Transcribe every entry exactly, with nothing added or left out.

Dataset entries:

=== Section Start ===

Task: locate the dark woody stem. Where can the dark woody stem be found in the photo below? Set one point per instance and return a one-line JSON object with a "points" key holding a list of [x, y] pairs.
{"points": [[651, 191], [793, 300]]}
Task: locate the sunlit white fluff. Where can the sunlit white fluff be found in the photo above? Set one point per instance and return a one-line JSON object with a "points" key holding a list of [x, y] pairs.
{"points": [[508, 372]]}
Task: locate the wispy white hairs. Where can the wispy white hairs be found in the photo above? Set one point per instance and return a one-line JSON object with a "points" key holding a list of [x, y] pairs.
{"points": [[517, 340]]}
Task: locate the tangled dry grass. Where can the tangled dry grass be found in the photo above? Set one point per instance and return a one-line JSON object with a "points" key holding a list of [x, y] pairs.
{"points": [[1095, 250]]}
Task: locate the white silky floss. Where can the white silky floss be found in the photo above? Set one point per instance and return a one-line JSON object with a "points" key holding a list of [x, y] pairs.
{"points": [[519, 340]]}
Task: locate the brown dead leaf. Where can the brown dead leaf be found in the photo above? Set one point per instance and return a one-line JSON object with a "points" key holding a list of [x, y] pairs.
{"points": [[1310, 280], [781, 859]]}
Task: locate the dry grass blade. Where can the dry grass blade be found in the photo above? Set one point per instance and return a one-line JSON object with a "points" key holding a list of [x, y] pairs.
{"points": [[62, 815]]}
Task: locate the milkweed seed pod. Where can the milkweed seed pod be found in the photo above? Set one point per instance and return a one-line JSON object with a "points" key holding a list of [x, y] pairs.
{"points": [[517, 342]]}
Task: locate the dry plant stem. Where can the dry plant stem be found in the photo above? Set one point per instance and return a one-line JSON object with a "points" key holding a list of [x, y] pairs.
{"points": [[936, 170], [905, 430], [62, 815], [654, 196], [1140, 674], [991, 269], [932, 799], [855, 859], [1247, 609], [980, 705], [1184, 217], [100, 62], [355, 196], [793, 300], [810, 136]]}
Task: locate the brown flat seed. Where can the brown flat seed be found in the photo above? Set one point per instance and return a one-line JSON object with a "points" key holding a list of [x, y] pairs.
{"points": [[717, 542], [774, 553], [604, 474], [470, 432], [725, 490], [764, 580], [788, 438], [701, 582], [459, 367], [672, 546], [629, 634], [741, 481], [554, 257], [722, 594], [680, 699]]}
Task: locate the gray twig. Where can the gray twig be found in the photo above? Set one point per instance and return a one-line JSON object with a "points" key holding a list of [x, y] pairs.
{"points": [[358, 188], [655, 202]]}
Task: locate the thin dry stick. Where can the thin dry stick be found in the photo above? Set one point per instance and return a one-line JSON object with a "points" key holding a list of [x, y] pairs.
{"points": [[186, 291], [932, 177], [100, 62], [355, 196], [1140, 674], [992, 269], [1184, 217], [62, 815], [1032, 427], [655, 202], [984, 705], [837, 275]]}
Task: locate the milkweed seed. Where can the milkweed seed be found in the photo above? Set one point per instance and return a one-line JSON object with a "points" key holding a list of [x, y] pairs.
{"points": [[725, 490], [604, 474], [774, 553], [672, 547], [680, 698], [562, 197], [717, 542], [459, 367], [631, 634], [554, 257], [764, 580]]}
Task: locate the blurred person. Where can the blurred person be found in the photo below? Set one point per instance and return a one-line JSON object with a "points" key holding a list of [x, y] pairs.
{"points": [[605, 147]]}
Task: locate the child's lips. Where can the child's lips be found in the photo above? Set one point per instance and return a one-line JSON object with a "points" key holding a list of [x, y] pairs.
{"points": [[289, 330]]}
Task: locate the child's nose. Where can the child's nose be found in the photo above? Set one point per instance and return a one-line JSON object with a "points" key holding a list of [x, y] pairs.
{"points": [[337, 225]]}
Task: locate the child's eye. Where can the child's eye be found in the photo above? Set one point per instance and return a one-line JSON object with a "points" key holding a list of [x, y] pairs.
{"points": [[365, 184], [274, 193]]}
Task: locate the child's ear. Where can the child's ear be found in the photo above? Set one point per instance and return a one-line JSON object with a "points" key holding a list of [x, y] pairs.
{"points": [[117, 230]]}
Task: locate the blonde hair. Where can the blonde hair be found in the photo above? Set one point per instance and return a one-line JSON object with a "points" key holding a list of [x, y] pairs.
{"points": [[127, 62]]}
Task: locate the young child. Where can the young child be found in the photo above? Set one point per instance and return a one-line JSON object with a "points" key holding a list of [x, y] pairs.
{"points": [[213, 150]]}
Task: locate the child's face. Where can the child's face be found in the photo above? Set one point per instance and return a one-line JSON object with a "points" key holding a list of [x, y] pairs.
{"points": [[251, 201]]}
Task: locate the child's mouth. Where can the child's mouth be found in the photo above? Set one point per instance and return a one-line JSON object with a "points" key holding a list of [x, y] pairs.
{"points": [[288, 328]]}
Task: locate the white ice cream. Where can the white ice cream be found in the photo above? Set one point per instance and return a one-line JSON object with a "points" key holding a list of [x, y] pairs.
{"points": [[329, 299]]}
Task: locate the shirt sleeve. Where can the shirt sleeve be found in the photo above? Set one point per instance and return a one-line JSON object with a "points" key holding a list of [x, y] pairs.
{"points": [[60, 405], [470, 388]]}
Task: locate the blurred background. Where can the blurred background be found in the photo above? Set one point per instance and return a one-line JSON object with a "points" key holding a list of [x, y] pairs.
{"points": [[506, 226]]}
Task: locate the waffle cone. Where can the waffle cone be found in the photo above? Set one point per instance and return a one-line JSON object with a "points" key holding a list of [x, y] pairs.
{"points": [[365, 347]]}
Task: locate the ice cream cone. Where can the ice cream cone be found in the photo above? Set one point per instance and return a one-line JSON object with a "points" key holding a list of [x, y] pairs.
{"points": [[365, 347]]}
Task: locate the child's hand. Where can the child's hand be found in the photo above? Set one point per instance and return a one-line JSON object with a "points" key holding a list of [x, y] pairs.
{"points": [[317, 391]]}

=== Section End ===

ANSWER FOR THE TASK:
Task: locate the dark woody stem. Where can the dark woody stem be found in the photo below? Set one point per instance and return a one-line JSON object with a "points" key holding a list of [x, y] pairs.
{"points": [[651, 191], [793, 300]]}
Task: locate the sunlit white fluff. Where can the sunlit white fluff be found in the photo above? Set one point per instance and return a one-line JSON object with a "points" key holding a list of [x, y] pairs.
{"points": [[508, 372]]}
Task: locate the wispy white hairs. Where can the wispy white hairs be found in the photo above? Set one point per instance and return a one-line JSON object with a "points" key holding a list of [x, y] pairs.
{"points": [[517, 340]]}
Task: locate the tangled dry grass. Where can the tangled dry grass be found in the photo above? Set one point per instance and return a one-line JSON object with a "points" key holding a list of [x, y] pairs.
{"points": [[1095, 250]]}
Task: locate the white silky floss. Where can the white silky floss be found in the photo above? Set one point per instance and return a one-line JSON object with a "points" key holding a list of [x, y] pairs.
{"points": [[519, 340]]}
Task: locate the brown dead leaf. Where can the brown dead leaf be found in the photo above? Set one point per instance and return a one-line JSON object with a "points" key holding a list of [x, y] pairs.
{"points": [[1310, 280], [781, 859]]}
Task: locate the dry grass blade. Where can the dry grass blade be found in the photo above? Set one point per instance and return a one-line JSON object with a "points" key holding a list of [x, y] pairs.
{"points": [[62, 815]]}
Task: locate the milkweed seed pod. Where can the milkweed seed pod be found in the photo above? Set one point per instance and return a one-line JSON object with a "points" key holding a list of [x, y] pairs.
{"points": [[517, 342]]}
Task: locate the dry plant stem. Where can the dry plant stem be found in the photo above? Set one point per instance and return a one-line JSON object with a "points" key holding a list of [x, y] pairs.
{"points": [[936, 170], [905, 430], [62, 815], [654, 196], [1140, 674], [991, 269], [932, 799], [855, 859], [1247, 609], [980, 705], [1184, 217], [100, 62], [355, 196], [793, 300], [810, 136]]}
Task: locate the brown flat seed. Where can the brown flat seed be found in the photo above? Set one point per instance and return a one-line JSON object with a "points" key holding a list of [x, y] pairs.
{"points": [[717, 542], [774, 553], [604, 474], [470, 432], [725, 490], [764, 580], [788, 438], [701, 582], [459, 367], [672, 546], [629, 634], [741, 481], [554, 257], [722, 594], [680, 699]]}
Task: locate the gray twig. Where can the gray twig be found in the photo above? Set one point per instance and return a one-line JSON object with a "points" key holding a list of [x, y] pairs.
{"points": [[358, 188], [655, 202]]}
Task: locate the thin dry stick. Where can the thin dry stick be found in the photo above? Set one point per instance and return a one-line JSON object with a "points" key holding a list of [x, y] pairs.
{"points": [[186, 291], [932, 177], [100, 62], [355, 196], [1140, 674], [992, 269], [1184, 217], [62, 815], [1032, 427], [655, 202], [984, 705], [837, 275]]}
Task: locate the milkweed seed. Where can the milkweed seed be found in the photo above? Set one point per instance and return a one-line JSON object with a "points" key holding a list of [x, y] pairs.
{"points": [[725, 490], [604, 474], [774, 553], [672, 547], [680, 698], [562, 197], [717, 542], [459, 367], [631, 634], [554, 257], [764, 580]]}
Task: locate the blurred person. Where can the blurred person be found in the photo below? Set one point per instance and return a one-line JSON object with a "points" key holding a list of [x, y] pairs.
{"points": [[605, 147]]}
Task: locate the child's lips. Where can the child's lips be found in the photo above? Set one point per instance and return a one-line JSON object with a "points" key holding a list of [x, y] pairs.
{"points": [[289, 330]]}
Task: locate the child's nose. Where can the child's nose be found in the photo above? Set one point per instance and return a one-line JSON object with a "points" key holding a list of [x, y] pairs.
{"points": [[337, 225]]}
Task: locate the child's eye. Where can the child's eye be found in the photo above? Set one point per instance and return a one-line JSON object with a "points" key holding a list of [x, y] pairs.
{"points": [[365, 184], [274, 193]]}
Task: locate the child's ear. Where can the child's ear be found in the photo above? Set one point per instance and return a one-line JSON object with a "points" key holding a list of [x, y] pairs.
{"points": [[117, 230]]}
Task: locate the blonde hair. Where can the blonde hair be found in the photo above? Set one point per instance and return a one-line JSON object with a "points" key holding a list of [x, y] pairs.
{"points": [[127, 62]]}
Task: locate the young child. Where can the young child be found in the photo above? Set one point per instance and return a one-line JSON object with a "points" key holding a list of [x, y] pairs.
{"points": [[213, 150]]}
Task: locate the child's face. Where can the child's face be found in the photo above? Set one point per instance and return a one-line JSON object with a "points" key holding a list of [x, y] pairs.
{"points": [[251, 201]]}
Task: locate the child's mouth. Where can the child's mouth be found in the photo above? Set one point per instance and return a one-line JSON object with a "points" key holding a list of [x, y] pairs.
{"points": [[288, 328]]}
Task: locate the white ice cream. Where can the white ice cream be found in the photo above? Set one point per instance and return a one-line JSON object with a "points" key holding a list of [x, y] pairs.
{"points": [[329, 299]]}
Task: locate the shirt sleeve. Where can the shirt sleeve be found in the photo above? Set one point per instance and return a one-line JSON object with a "points" key holding a list of [x, y] pairs.
{"points": [[60, 405], [470, 388]]}
Task: locate the blurred background. Where can the blurred background be found in the photo above? Set one point per instance and return a one-line JSON object with a "points" key holding a list of [x, y] pairs.
{"points": [[506, 226]]}
Task: locate the waffle cone. Where can the waffle cone be found in the photo above? Set one point per instance and return a one-line JSON object with a "points" key holding a list of [x, y] pairs.
{"points": [[365, 347]]}
Task: locate the ice cream cone. Where can the ice cream cone be found in the photo above? Set one point per instance and return a one-line JSON object with a "points" key holding a list of [x, y] pairs.
{"points": [[365, 347]]}
Task: locate the child's hand. Where can the child's hand be found in the photo above? Set one point per instance and return a one-line JSON object with a "points" key holding a list of [x, y] pairs.
{"points": [[317, 391]]}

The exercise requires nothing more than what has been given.